(Part of a data file)
_____

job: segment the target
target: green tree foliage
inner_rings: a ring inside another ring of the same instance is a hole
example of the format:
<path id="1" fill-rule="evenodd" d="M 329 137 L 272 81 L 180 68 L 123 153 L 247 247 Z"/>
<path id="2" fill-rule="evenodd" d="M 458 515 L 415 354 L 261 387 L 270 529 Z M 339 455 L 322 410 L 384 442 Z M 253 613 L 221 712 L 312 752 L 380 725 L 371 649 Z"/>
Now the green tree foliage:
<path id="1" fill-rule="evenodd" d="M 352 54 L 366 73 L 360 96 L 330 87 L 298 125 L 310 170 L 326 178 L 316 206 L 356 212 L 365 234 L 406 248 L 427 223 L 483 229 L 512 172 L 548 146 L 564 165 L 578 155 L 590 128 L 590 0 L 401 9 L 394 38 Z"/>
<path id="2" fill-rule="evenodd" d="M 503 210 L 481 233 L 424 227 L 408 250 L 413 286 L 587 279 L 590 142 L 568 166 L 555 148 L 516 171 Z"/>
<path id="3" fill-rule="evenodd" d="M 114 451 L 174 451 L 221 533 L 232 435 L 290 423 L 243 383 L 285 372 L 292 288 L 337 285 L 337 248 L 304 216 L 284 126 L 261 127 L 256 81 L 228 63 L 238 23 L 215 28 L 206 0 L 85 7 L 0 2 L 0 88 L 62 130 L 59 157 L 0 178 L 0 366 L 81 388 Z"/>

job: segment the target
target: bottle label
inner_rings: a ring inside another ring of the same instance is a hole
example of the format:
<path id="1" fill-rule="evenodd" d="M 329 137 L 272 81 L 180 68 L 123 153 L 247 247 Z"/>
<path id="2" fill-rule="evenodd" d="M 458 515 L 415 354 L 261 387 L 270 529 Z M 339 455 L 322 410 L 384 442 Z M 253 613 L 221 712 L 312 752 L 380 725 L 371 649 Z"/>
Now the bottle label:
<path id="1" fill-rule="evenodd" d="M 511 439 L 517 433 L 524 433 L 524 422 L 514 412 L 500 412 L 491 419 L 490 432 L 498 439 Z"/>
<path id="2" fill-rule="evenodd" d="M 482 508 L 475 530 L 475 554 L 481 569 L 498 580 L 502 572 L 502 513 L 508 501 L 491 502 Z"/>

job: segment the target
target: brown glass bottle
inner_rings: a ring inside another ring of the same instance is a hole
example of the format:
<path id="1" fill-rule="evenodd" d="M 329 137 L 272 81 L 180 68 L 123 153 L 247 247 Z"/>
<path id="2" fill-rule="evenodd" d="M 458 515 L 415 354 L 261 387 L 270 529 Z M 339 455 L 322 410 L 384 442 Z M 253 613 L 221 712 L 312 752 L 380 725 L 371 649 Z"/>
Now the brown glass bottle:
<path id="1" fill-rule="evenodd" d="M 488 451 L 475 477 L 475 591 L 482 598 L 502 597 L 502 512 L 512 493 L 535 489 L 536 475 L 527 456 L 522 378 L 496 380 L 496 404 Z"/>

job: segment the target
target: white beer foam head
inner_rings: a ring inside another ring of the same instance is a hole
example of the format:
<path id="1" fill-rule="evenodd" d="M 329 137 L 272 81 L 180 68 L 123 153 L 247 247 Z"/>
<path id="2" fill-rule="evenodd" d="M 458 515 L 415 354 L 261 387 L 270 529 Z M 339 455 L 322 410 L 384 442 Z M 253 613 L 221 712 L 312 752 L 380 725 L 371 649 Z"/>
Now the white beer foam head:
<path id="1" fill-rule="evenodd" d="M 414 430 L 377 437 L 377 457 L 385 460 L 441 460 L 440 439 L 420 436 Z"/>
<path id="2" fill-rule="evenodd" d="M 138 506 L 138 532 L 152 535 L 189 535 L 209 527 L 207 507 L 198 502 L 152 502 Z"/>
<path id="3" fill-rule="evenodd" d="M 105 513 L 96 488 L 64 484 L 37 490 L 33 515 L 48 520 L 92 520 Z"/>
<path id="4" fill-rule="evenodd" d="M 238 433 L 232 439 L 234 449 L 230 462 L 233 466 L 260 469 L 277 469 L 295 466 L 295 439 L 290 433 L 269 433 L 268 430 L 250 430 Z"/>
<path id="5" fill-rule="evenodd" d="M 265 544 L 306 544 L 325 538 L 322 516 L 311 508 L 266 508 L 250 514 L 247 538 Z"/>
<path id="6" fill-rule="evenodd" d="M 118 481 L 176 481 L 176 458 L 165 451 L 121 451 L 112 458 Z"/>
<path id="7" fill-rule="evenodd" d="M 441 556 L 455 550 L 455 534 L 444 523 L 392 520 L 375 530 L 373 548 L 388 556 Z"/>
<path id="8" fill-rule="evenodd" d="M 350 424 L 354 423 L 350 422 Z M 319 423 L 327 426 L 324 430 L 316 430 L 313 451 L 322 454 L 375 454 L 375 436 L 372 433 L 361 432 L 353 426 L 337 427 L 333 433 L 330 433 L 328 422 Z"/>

_____

Request –
Each line of the material must be restated exactly.

Output for this exercise –
job: segment the target
target: green tree foliage
inner_rings: a ring inside another ring of the same instance is a hole
example of the format:
<path id="1" fill-rule="evenodd" d="M 329 137 L 272 81 L 180 68 L 123 153 L 247 247 Z"/>
<path id="2" fill-rule="evenodd" d="M 458 515 L 415 354 L 261 387 L 270 529 Z M 339 455 L 322 410 L 384 442 Z M 253 613 L 221 712 L 312 752 L 380 725 L 371 649 Z"/>
Now the green tree foliage:
<path id="1" fill-rule="evenodd" d="M 352 54 L 366 73 L 360 96 L 330 87 L 298 125 L 310 170 L 326 178 L 316 206 L 356 212 L 365 234 L 406 248 L 427 223 L 483 229 L 512 172 L 548 146 L 564 165 L 578 155 L 590 128 L 590 0 L 401 9 L 394 38 Z"/>
<path id="2" fill-rule="evenodd" d="M 503 210 L 481 233 L 424 227 L 408 250 L 413 286 L 587 279 L 590 142 L 568 166 L 555 148 L 516 171 Z"/>
<path id="3" fill-rule="evenodd" d="M 114 451 L 174 451 L 221 533 L 232 435 L 290 423 L 243 383 L 285 372 L 292 288 L 337 285 L 337 248 L 304 216 L 284 126 L 261 127 L 256 81 L 228 63 L 238 23 L 215 28 L 206 0 L 85 7 L 0 2 L 0 88 L 62 130 L 59 157 L 0 178 L 0 366 L 81 388 Z"/>

job: segment the target
target: bottle label
inner_rings: a ring inside another ring of the same instance is a hole
example of the format:
<path id="1" fill-rule="evenodd" d="M 329 137 L 272 81 L 180 68 L 123 153 L 247 247 Z"/>
<path id="2" fill-rule="evenodd" d="M 458 515 L 415 354 L 261 387 L 270 529 Z M 339 455 L 322 410 L 384 442 Z M 253 613 L 221 712 L 312 752 L 380 725 L 371 649 Z"/>
Now the bottle label:
<path id="1" fill-rule="evenodd" d="M 511 439 L 517 433 L 524 433 L 524 422 L 514 412 L 500 412 L 491 419 L 490 432 L 498 439 Z"/>
<path id="2" fill-rule="evenodd" d="M 482 508 L 475 530 L 475 554 L 481 569 L 498 580 L 502 572 L 502 513 L 508 501 L 491 502 Z"/>

job: segment the target
target: brown glass bottle
inner_rings: a ring inside another ring of the same instance is a hole
example of the format:
<path id="1" fill-rule="evenodd" d="M 329 137 L 272 81 L 180 68 L 123 153 L 247 247 Z"/>
<path id="2" fill-rule="evenodd" d="M 458 515 L 415 354 L 261 387 L 270 529 Z M 339 455 L 322 410 L 384 442 Z M 253 613 L 221 712 L 312 752 L 380 725 L 371 649 Z"/>
Now the brown glass bottle:
<path id="1" fill-rule="evenodd" d="M 488 451 L 475 477 L 475 591 L 482 598 L 502 597 L 502 512 L 512 493 L 535 489 L 536 475 L 527 456 L 522 378 L 496 380 L 496 404 Z"/>

job: segment the target
target: white beer foam head
inner_rings: a ring inside another ring of the same instance is a hole
example of the format:
<path id="1" fill-rule="evenodd" d="M 329 137 L 272 81 L 180 68 L 123 153 L 247 247 Z"/>
<path id="2" fill-rule="evenodd" d="M 458 515 L 415 354 L 261 387 L 270 529 Z M 339 455 L 322 410 L 384 442 Z M 253 613 L 221 712 L 312 752 L 380 725 L 371 649 Z"/>
Now the white beer foam head:
<path id="1" fill-rule="evenodd" d="M 414 430 L 377 437 L 377 457 L 385 460 L 441 460 L 440 439 L 420 436 Z"/>
<path id="2" fill-rule="evenodd" d="M 138 506 L 138 532 L 152 535 L 189 535 L 209 527 L 207 507 L 198 502 L 152 502 Z"/>
<path id="3" fill-rule="evenodd" d="M 105 513 L 96 488 L 64 484 L 37 490 L 33 515 L 48 520 L 92 520 Z"/>
<path id="4" fill-rule="evenodd" d="M 238 433 L 232 439 L 234 449 L 230 462 L 233 466 L 260 469 L 277 469 L 295 466 L 295 439 L 290 433 L 269 433 L 268 430 L 250 430 Z"/>
<path id="5" fill-rule="evenodd" d="M 265 544 L 306 544 L 325 538 L 322 516 L 311 508 L 266 508 L 250 514 L 247 538 Z"/>
<path id="6" fill-rule="evenodd" d="M 118 481 L 176 481 L 176 458 L 165 451 L 121 451 L 112 458 Z"/>
<path id="7" fill-rule="evenodd" d="M 441 556 L 455 550 L 455 534 L 444 523 L 392 520 L 375 530 L 373 548 L 388 556 Z"/>
<path id="8" fill-rule="evenodd" d="M 350 424 L 354 423 L 350 422 Z M 319 423 L 327 426 L 324 430 L 316 430 L 313 451 L 322 454 L 375 454 L 375 436 L 372 433 L 361 432 L 353 426 L 337 427 L 333 433 L 330 433 L 328 422 Z"/>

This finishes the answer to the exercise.